[[ Supplied material open ]]

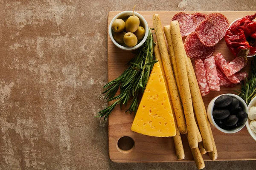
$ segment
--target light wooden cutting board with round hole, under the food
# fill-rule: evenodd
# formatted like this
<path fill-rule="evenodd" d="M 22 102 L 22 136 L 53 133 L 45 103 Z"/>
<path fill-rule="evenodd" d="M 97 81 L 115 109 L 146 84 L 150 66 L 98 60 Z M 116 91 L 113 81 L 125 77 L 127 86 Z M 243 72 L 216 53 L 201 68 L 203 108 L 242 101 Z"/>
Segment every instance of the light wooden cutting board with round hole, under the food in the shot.
<path fill-rule="evenodd" d="M 111 11 L 108 14 L 108 26 L 113 17 L 121 11 Z M 148 26 L 153 28 L 152 16 L 153 14 L 160 14 L 162 26 L 169 25 L 172 17 L 179 11 L 137 11 L 148 22 Z M 190 14 L 196 11 L 186 11 Z M 244 17 L 249 14 L 255 14 L 256 11 L 198 11 L 205 14 L 212 12 L 220 12 L 224 14 L 228 20 L 233 22 L 237 18 Z M 154 41 L 156 37 L 154 36 Z M 217 45 L 213 55 L 220 52 L 227 59 L 231 61 L 234 57 L 227 48 L 225 41 L 221 40 Z M 129 51 L 122 51 L 117 48 L 111 41 L 108 35 L 108 82 L 119 77 L 127 68 L 125 65 L 134 54 Z M 249 71 L 250 59 L 246 68 L 242 71 Z M 208 103 L 220 94 L 233 93 L 234 90 L 240 89 L 240 85 L 234 88 L 221 88 L 221 91 L 211 91 L 210 94 L 204 96 L 205 107 Z M 118 92 L 119 93 L 119 92 Z M 111 105 L 113 102 L 109 102 Z M 175 148 L 172 137 L 151 137 L 131 131 L 131 125 L 134 119 L 134 114 L 125 113 L 126 109 L 120 109 L 117 106 L 108 118 L 108 138 L 109 138 L 109 156 L 115 162 L 166 162 L 178 161 L 175 155 Z M 234 134 L 226 134 L 217 130 L 212 126 L 212 133 L 215 139 L 218 150 L 218 161 L 226 160 L 254 160 L 256 159 L 256 141 L 248 133 L 246 127 Z M 122 138 L 129 136 L 130 138 Z M 132 144 L 133 139 L 134 146 Z M 119 141 L 119 142 L 118 142 Z M 182 135 L 183 146 L 185 150 L 185 159 L 181 161 L 193 161 L 192 153 L 189 148 L 185 135 Z M 131 150 L 127 150 L 128 147 Z M 126 147 L 126 149 L 125 149 Z M 122 148 L 122 149 L 120 149 Z M 203 155 L 204 160 L 210 160 L 208 154 Z"/>

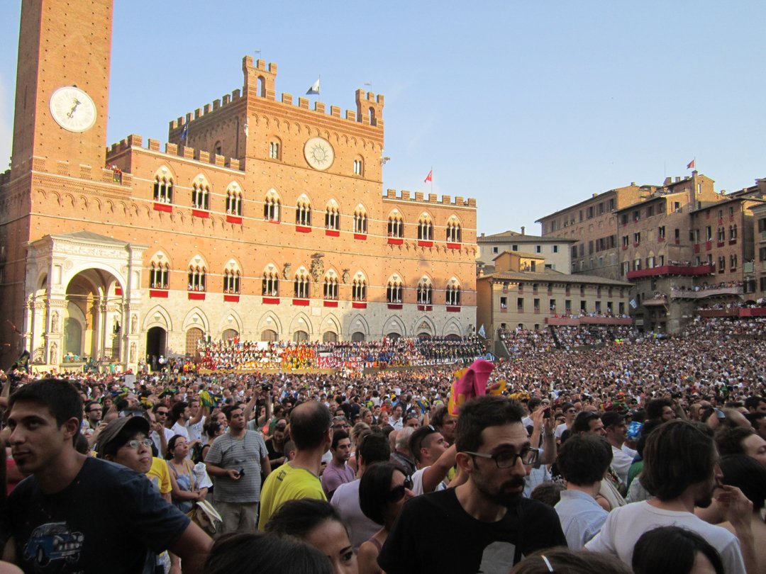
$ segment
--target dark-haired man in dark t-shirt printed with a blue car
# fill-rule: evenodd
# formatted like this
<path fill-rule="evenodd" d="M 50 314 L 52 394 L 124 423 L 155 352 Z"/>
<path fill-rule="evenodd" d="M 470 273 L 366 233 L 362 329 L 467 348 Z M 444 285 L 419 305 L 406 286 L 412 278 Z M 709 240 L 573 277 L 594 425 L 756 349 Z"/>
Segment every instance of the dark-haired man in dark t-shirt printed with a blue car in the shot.
<path fill-rule="evenodd" d="M 207 534 L 162 500 L 145 475 L 74 449 L 83 412 L 74 386 L 56 379 L 28 383 L 8 408 L 11 453 L 31 476 L 8 501 L 5 560 L 25 572 L 134 574 L 153 572 L 150 549 L 170 550 L 182 559 L 184 574 L 201 572 Z"/>

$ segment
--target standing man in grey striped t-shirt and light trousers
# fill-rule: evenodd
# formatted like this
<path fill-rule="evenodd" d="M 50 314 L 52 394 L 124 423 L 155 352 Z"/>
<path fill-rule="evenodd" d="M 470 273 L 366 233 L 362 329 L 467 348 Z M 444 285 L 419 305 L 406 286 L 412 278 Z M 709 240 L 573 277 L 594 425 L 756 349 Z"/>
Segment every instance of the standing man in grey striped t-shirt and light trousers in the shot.
<path fill-rule="evenodd" d="M 271 472 L 263 437 L 247 430 L 244 409 L 224 407 L 228 432 L 213 441 L 205 455 L 208 474 L 214 477 L 213 502 L 223 518 L 221 534 L 256 532 L 260 502 L 260 474 Z"/>

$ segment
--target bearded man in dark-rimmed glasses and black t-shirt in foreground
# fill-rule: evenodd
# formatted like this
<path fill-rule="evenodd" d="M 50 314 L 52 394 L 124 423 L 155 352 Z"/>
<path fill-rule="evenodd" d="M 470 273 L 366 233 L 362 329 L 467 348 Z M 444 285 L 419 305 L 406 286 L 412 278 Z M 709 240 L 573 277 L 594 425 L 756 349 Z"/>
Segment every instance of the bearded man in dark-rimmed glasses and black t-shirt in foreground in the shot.
<path fill-rule="evenodd" d="M 385 572 L 508 572 L 524 555 L 566 546 L 555 510 L 522 497 L 538 455 L 523 416 L 502 396 L 463 405 L 455 445 L 466 482 L 404 504 L 378 556 Z"/>

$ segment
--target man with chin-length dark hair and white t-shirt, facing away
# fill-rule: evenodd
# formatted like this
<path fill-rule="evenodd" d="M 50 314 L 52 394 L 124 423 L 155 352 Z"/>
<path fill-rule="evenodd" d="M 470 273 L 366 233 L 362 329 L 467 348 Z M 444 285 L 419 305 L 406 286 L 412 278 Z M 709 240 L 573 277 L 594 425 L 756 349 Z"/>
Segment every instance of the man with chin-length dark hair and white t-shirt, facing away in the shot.
<path fill-rule="evenodd" d="M 680 419 L 660 425 L 643 448 L 641 484 L 654 498 L 612 510 L 586 549 L 617 555 L 630 566 L 633 546 L 643 533 L 679 526 L 699 534 L 718 550 L 726 572 L 755 572 L 745 569 L 745 559 L 748 565 L 755 564 L 748 501 L 742 500 L 738 488 L 721 485 L 721 478 L 719 453 L 708 427 Z M 714 490 L 738 536 L 694 515 L 694 507 L 709 507 Z"/>

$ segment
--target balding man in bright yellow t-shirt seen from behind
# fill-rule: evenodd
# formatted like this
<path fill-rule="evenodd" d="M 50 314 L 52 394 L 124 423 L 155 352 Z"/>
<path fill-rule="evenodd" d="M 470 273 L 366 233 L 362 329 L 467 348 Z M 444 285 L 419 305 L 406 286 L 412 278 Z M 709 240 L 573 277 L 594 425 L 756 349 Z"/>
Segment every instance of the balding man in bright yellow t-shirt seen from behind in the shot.
<path fill-rule="evenodd" d="M 296 406 L 290 413 L 290 439 L 295 444 L 295 458 L 273 471 L 260 492 L 258 530 L 264 530 L 270 517 L 283 502 L 299 498 L 326 501 L 319 467 L 322 455 L 332 444 L 332 417 L 318 401 Z"/>

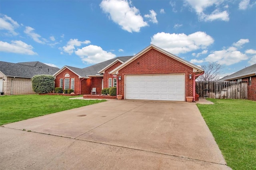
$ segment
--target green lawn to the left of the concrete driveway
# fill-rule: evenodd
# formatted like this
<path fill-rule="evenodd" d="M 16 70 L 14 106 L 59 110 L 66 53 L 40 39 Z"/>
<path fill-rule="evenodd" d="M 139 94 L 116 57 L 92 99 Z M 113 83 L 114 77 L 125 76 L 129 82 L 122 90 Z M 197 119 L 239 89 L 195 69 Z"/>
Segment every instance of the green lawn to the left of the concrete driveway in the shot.
<path fill-rule="evenodd" d="M 106 101 L 69 98 L 72 97 L 36 94 L 0 96 L 0 125 Z"/>

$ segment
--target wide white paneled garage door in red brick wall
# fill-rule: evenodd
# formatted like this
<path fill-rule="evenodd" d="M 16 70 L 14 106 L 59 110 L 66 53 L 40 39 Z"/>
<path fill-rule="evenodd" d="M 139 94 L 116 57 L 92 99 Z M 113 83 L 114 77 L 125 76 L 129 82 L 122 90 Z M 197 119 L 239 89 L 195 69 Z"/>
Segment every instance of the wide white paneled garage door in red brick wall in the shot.
<path fill-rule="evenodd" d="M 184 74 L 126 76 L 126 99 L 184 101 L 184 92 Z"/>

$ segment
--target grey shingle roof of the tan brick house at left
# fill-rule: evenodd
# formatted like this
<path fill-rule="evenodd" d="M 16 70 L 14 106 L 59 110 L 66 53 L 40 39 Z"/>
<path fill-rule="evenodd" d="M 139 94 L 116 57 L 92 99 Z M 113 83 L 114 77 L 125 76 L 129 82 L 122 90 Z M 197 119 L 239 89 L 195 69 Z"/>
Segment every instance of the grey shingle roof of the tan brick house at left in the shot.
<path fill-rule="evenodd" d="M 39 68 L 42 66 L 42 68 Z M 49 68 L 49 72 L 48 72 Z M 8 63 L 0 61 L 0 71 L 6 76 L 32 78 L 37 74 L 53 75 L 59 68 L 48 66 L 39 61 L 25 63 Z"/>

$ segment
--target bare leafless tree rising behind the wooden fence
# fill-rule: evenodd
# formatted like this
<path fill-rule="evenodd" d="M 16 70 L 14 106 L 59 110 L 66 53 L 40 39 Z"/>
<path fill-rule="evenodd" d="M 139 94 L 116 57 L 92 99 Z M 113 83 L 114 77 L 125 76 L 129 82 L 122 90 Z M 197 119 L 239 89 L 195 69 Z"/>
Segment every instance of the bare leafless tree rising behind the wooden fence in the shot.
<path fill-rule="evenodd" d="M 204 74 L 199 76 L 197 81 L 216 81 L 220 79 L 223 65 L 217 63 L 208 63 L 201 66 L 204 69 Z"/>

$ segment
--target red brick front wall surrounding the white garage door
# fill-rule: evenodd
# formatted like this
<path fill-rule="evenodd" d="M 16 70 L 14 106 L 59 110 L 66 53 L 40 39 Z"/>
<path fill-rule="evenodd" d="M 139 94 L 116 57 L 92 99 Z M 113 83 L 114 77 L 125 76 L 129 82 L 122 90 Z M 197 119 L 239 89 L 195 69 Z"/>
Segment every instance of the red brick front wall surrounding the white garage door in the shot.
<path fill-rule="evenodd" d="M 121 80 L 118 81 L 118 94 L 122 94 L 124 98 L 124 75 L 177 73 L 185 73 L 185 96 L 193 96 L 193 76 L 195 75 L 193 68 L 180 63 L 159 51 L 151 49 L 132 63 L 119 70 L 118 76 L 121 76 Z M 191 80 L 189 79 L 189 74 L 192 74 Z"/>

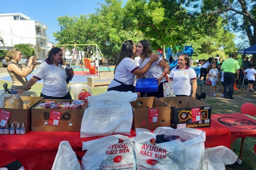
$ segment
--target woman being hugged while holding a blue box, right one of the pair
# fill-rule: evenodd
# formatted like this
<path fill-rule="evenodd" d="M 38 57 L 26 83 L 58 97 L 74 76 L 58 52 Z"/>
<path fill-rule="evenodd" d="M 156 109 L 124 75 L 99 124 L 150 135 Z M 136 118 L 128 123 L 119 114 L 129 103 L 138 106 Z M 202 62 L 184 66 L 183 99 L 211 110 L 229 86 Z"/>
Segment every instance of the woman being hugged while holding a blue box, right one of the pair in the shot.
<path fill-rule="evenodd" d="M 138 43 L 136 48 L 136 55 L 140 55 L 140 68 L 144 67 L 149 61 L 152 55 L 158 55 L 151 51 L 151 44 L 148 40 L 142 40 Z M 147 92 L 147 97 L 164 97 L 163 84 L 166 82 L 165 72 L 167 73 L 170 70 L 170 66 L 164 61 L 162 57 L 159 57 L 159 60 L 156 60 L 150 67 L 149 71 L 144 74 L 146 78 L 157 78 L 158 80 L 158 92 Z M 142 78 L 142 76 L 138 76 Z M 140 93 L 138 93 L 140 96 Z"/>

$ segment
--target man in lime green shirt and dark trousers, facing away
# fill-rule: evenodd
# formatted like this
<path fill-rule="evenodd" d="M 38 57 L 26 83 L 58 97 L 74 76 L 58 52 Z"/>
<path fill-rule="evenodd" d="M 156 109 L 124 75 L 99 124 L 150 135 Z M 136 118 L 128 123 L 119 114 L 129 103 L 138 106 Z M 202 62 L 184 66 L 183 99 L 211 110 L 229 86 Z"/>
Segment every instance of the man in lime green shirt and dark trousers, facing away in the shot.
<path fill-rule="evenodd" d="M 234 84 L 238 79 L 239 69 L 238 61 L 234 60 L 234 54 L 229 54 L 229 59 L 225 60 L 221 66 L 221 70 L 224 72 L 224 98 L 234 99 Z M 236 77 L 235 74 L 237 74 Z"/>

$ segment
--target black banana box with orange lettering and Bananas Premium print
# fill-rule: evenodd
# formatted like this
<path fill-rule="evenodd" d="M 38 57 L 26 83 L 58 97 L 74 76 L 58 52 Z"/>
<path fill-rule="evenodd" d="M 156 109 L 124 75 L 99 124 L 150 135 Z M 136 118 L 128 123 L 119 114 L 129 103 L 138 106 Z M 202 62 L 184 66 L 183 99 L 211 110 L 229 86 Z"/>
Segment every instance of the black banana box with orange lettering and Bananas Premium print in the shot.
<path fill-rule="evenodd" d="M 171 106 L 171 127 L 174 129 L 210 127 L 211 105 L 188 96 L 160 97 Z"/>

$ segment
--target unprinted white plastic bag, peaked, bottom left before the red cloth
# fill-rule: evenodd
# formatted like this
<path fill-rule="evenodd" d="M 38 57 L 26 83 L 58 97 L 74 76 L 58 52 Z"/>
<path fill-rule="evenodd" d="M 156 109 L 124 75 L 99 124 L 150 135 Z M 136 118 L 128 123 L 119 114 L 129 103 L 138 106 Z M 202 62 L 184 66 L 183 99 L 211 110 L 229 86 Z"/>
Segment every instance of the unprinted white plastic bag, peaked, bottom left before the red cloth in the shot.
<path fill-rule="evenodd" d="M 62 141 L 59 145 L 52 170 L 80 170 L 76 153 L 72 150 L 68 141 Z"/>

[[ Supplied material closed ]]

Print exactly the lines running from the start of the entries above to the line with "97 81 L 115", both included; leave out any pictures.

* **Answer for this exercise**:
$ segment
--target light wooden cutting board with round hole, under the food
# fill-rule: evenodd
# formatted like this
<path fill-rule="evenodd" d="M 22 102 L 22 136 L 53 133 L 45 103 Z"/>
<path fill-rule="evenodd" d="M 97 81 L 115 109 L 146 84 L 150 66 L 98 60 Z M 116 91 L 113 81 L 125 77 L 127 86 Z M 243 72 L 216 53 L 201 68 L 203 108 L 242 101 Z"/>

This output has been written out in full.